(Raw records)

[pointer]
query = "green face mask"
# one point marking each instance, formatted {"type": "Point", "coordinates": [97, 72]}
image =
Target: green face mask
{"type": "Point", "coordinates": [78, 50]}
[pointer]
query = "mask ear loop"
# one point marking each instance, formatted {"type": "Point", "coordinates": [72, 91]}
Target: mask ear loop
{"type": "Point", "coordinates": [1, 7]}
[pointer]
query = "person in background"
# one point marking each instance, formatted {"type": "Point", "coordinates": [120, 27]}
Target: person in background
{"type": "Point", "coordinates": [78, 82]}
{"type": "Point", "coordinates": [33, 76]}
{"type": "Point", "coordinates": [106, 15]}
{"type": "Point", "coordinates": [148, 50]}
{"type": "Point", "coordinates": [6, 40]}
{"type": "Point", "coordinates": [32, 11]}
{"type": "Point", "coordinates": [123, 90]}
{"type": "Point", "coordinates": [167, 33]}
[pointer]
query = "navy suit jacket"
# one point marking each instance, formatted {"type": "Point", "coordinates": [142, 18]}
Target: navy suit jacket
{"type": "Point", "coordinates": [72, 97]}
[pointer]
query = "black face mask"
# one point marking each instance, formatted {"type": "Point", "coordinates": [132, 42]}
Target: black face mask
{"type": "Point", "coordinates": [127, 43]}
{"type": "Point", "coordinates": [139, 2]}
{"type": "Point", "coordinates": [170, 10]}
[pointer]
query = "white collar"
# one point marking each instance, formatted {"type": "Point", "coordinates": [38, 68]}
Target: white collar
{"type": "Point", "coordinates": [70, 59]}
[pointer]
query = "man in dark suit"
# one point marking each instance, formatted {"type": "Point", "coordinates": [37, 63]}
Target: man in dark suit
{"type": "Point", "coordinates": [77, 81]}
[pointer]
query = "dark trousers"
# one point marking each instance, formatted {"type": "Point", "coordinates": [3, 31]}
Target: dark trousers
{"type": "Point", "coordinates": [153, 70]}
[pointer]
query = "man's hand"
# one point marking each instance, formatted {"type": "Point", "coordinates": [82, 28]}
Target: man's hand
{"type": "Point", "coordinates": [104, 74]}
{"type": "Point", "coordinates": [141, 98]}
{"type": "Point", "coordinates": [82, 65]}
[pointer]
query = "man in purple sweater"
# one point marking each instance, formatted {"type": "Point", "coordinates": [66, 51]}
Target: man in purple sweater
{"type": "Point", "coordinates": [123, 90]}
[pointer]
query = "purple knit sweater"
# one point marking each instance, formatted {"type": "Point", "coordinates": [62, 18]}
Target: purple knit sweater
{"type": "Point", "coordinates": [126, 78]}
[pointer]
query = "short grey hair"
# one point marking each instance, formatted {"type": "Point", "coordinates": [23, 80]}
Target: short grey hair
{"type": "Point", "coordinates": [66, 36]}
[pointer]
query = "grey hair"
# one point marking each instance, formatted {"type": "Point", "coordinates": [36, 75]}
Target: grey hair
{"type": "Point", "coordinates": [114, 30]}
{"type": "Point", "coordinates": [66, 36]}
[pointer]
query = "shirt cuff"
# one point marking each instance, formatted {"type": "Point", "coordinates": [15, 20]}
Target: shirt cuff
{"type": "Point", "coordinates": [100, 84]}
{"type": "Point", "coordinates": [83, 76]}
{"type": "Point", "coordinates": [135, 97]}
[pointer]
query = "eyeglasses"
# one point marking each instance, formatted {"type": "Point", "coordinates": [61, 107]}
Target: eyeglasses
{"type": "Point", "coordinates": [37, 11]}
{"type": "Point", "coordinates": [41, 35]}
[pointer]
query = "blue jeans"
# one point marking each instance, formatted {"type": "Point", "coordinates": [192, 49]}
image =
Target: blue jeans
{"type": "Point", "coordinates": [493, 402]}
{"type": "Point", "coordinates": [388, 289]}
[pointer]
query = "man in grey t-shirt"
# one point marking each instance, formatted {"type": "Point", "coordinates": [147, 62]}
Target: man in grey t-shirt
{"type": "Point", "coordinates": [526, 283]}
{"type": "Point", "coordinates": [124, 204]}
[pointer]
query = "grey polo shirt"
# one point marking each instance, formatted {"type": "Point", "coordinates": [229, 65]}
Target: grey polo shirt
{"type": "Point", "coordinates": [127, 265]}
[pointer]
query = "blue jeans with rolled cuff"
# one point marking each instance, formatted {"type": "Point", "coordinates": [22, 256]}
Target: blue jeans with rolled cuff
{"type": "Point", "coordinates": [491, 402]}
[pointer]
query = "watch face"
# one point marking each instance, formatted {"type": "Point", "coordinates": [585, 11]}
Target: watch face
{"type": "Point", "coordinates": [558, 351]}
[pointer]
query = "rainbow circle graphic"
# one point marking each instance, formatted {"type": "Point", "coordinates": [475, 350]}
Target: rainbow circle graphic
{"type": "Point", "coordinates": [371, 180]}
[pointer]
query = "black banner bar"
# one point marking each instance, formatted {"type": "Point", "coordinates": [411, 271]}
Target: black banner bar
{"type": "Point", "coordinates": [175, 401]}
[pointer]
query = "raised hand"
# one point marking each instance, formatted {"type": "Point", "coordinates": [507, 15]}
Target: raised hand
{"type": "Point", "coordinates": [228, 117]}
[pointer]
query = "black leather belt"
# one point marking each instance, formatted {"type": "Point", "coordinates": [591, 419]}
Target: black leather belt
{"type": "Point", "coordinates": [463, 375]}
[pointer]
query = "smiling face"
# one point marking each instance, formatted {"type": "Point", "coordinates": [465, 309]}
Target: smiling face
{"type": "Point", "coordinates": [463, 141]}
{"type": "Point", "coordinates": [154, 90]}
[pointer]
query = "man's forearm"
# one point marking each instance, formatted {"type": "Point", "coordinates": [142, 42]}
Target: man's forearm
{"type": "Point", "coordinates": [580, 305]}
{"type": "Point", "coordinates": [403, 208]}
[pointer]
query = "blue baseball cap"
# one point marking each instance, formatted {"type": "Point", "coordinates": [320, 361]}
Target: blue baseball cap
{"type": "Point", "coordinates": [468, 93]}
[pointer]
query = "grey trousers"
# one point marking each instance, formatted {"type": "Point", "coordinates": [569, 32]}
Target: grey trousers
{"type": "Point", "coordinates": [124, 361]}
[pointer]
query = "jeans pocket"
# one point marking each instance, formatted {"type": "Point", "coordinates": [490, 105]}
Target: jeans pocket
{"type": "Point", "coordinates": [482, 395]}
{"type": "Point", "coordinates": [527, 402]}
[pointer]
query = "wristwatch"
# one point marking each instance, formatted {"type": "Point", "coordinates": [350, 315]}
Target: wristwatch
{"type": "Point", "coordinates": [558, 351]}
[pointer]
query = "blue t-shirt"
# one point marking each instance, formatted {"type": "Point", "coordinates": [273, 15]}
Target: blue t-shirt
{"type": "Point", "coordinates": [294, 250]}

__Short problem__: Your task is to reproduce all of the records exactly.

__Solved problem__:
[pointer]
query = "green face mask"
# one point marking each instance, formatted {"type": "Point", "coordinates": [97, 72]}
image =
Target: green face mask
{"type": "Point", "coordinates": [78, 50]}
[pointer]
query = "mask ear loop"
# one point marking each instance, formatted {"type": "Point", "coordinates": [72, 91]}
Target: mask ear loop
{"type": "Point", "coordinates": [1, 7]}
[pointer]
query = "person in background"
# one point marking each instance, formatted {"type": "Point", "coordinates": [120, 27]}
Target: person in background
{"type": "Point", "coordinates": [78, 82]}
{"type": "Point", "coordinates": [33, 76]}
{"type": "Point", "coordinates": [106, 15]}
{"type": "Point", "coordinates": [148, 50]}
{"type": "Point", "coordinates": [6, 40]}
{"type": "Point", "coordinates": [32, 11]}
{"type": "Point", "coordinates": [123, 90]}
{"type": "Point", "coordinates": [167, 33]}
[pointer]
query = "navy suit jacket"
# one point marking each instance, formatted {"type": "Point", "coordinates": [142, 18]}
Target: navy suit jacket
{"type": "Point", "coordinates": [72, 97]}
[pointer]
query = "black face mask"
# one point marking each instance, formatted {"type": "Point", "coordinates": [132, 42]}
Target: black face mask
{"type": "Point", "coordinates": [127, 43]}
{"type": "Point", "coordinates": [139, 2]}
{"type": "Point", "coordinates": [170, 10]}
[pointer]
query = "white collar"
# one point marking each instance, formatted {"type": "Point", "coordinates": [38, 68]}
Target: white collar
{"type": "Point", "coordinates": [70, 59]}
[pointer]
query = "man in dark suit"
# one point marking each instance, formatted {"type": "Point", "coordinates": [37, 63]}
Target: man in dark suit
{"type": "Point", "coordinates": [77, 81]}
[pointer]
query = "dark trousers"
# one point marking each instance, formatted {"type": "Point", "coordinates": [3, 31]}
Target: dark trousers
{"type": "Point", "coordinates": [153, 70]}
[pointer]
query = "man's hand"
# one point marking each instance, formatted {"type": "Point", "coordinates": [82, 28]}
Target: man's hand
{"type": "Point", "coordinates": [104, 74]}
{"type": "Point", "coordinates": [141, 98]}
{"type": "Point", "coordinates": [82, 65]}
[pointer]
query = "man in purple sweater"
# one point marking each instance, formatted {"type": "Point", "coordinates": [66, 51]}
Target: man in purple sweater
{"type": "Point", "coordinates": [123, 90]}
[pointer]
query = "purple knit sweater"
# one point marking each instance, formatted {"type": "Point", "coordinates": [62, 18]}
Target: purple knit sweater
{"type": "Point", "coordinates": [126, 78]}
[pointer]
query = "short grey hair"
# one point marking each instance, formatted {"type": "Point", "coordinates": [23, 80]}
Target: short grey hair
{"type": "Point", "coordinates": [66, 36]}
[pointer]
query = "grey hair"
# one point marking each instance, formatted {"type": "Point", "coordinates": [36, 75]}
Target: grey hair
{"type": "Point", "coordinates": [114, 30]}
{"type": "Point", "coordinates": [66, 36]}
[pointer]
query = "shirt cuff"
# one point marking each instance, formatted {"type": "Point", "coordinates": [15, 20]}
Target: shirt cuff
{"type": "Point", "coordinates": [100, 84]}
{"type": "Point", "coordinates": [83, 76]}
{"type": "Point", "coordinates": [135, 97]}
[pointer]
query = "eyeglasses"
# one point marking each instance, formatted {"type": "Point", "coordinates": [61, 107]}
Target: eyeglasses
{"type": "Point", "coordinates": [37, 11]}
{"type": "Point", "coordinates": [41, 35]}
[pointer]
query = "blue jeans"
# one point marking each instance, formatted {"type": "Point", "coordinates": [192, 49]}
image =
Target: blue jeans
{"type": "Point", "coordinates": [493, 402]}
{"type": "Point", "coordinates": [388, 289]}
[pointer]
query = "man in grey t-shirt"
# one point marking each instance, formatted {"type": "Point", "coordinates": [147, 62]}
Target: man in grey t-shirt
{"type": "Point", "coordinates": [526, 283]}
{"type": "Point", "coordinates": [124, 204]}
[pointer]
query = "grey polo shirt"
# one point marking each instance, formatted {"type": "Point", "coordinates": [229, 65]}
Target: grey polo shirt
{"type": "Point", "coordinates": [127, 265]}
[pointer]
query = "blue jeans with rolled cuff"
# one point marking each instance, formatted {"type": "Point", "coordinates": [22, 256]}
Target: blue jeans with rolled cuff
{"type": "Point", "coordinates": [491, 402]}
[pointer]
query = "watch face"
# one point marking each instance, formatted {"type": "Point", "coordinates": [585, 11]}
Target: watch face
{"type": "Point", "coordinates": [558, 351]}
[pointer]
query = "rainbow circle graphic"
# one point marking each instance, formatted {"type": "Point", "coordinates": [475, 350]}
Target: rainbow circle graphic
{"type": "Point", "coordinates": [371, 180]}
[pointer]
query = "black banner bar"
# one point marking each instance, formatted {"type": "Point", "coordinates": [411, 271]}
Target: black banner bar
{"type": "Point", "coordinates": [175, 401]}
[pointer]
query = "raised hand"
# one point marking each instance, formatted {"type": "Point", "coordinates": [507, 15]}
Target: raised hand
{"type": "Point", "coordinates": [228, 117]}
[pointer]
query = "black leather belt"
# one point marking each instance, formatted {"type": "Point", "coordinates": [591, 419]}
Target: black leather belt
{"type": "Point", "coordinates": [463, 375]}
[pointer]
query = "smiling face"
# one point marking each instance, formatted {"type": "Point", "coordinates": [465, 309]}
Target: smiling face
{"type": "Point", "coordinates": [463, 141]}
{"type": "Point", "coordinates": [154, 90]}
[pointer]
query = "man's forearm"
# one point marking each instance, formatted {"type": "Point", "coordinates": [142, 42]}
Target: man's forearm
{"type": "Point", "coordinates": [580, 305]}
{"type": "Point", "coordinates": [403, 208]}
[pointer]
query = "blue baseball cap"
# one point marking each instance, formatted {"type": "Point", "coordinates": [320, 361]}
Target: blue baseball cap
{"type": "Point", "coordinates": [468, 93]}
[pointer]
query = "grey trousers"
# one point marking each instance, formatted {"type": "Point", "coordinates": [569, 32]}
Target: grey trousers
{"type": "Point", "coordinates": [124, 361]}
[pointer]
query = "jeans pocket"
# one point marking each instance, formatted {"type": "Point", "coordinates": [490, 105]}
Target: jeans pocket
{"type": "Point", "coordinates": [482, 395]}
{"type": "Point", "coordinates": [527, 402]}
[pointer]
query = "wristwatch"
# one point marking each instance, formatted {"type": "Point", "coordinates": [350, 315]}
Target: wristwatch
{"type": "Point", "coordinates": [558, 351]}
[pointer]
query = "blue t-shirt"
# one point marking each instance, formatted {"type": "Point", "coordinates": [273, 15]}
Target: blue t-shirt
{"type": "Point", "coordinates": [294, 250]}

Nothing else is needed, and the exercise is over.